Task description
Print the data that follows again, keeping every line exact.

Records to process
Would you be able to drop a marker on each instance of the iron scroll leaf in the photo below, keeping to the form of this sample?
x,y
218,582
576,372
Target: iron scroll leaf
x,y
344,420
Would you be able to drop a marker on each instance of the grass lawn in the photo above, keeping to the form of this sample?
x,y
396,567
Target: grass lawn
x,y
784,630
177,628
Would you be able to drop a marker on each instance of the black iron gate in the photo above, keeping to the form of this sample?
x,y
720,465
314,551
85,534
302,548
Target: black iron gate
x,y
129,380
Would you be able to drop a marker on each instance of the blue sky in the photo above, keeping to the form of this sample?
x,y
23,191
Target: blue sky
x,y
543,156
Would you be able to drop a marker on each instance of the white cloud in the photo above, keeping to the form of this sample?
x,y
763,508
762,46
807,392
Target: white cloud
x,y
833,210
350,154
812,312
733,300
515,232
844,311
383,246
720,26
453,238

Your response
Would you be able to drop a marker on each instance of the iron scroll leaf in the photo below, keeping to the form of this sample?
x,y
218,582
576,372
Target: iron scroll leaf
x,y
344,420
Would you be able to drop a marker on each instance of the grass lawn in the photo above, keeping to the form of this sample?
x,y
396,567
Target: grass lawn
x,y
784,630
177,628
Would you be able to drop a marker on each instance of the black iron gate in the photo above, keeping to the form of this sample?
x,y
720,465
314,551
85,534
302,548
Target: black iron gate
x,y
129,380
Would you be able to drop a marker on each instance of the blue sky in the photo above, keeping to the form of this sample?
x,y
23,191
Target: blue sky
x,y
543,156
Would you be able to drop a marker on each instance of the white cloud in the photo above, keeping to the form of this sample?
x,y
763,508
762,46
807,392
Target: white cloud
x,y
833,210
350,154
812,312
733,300
515,232
844,311
383,246
720,26
453,238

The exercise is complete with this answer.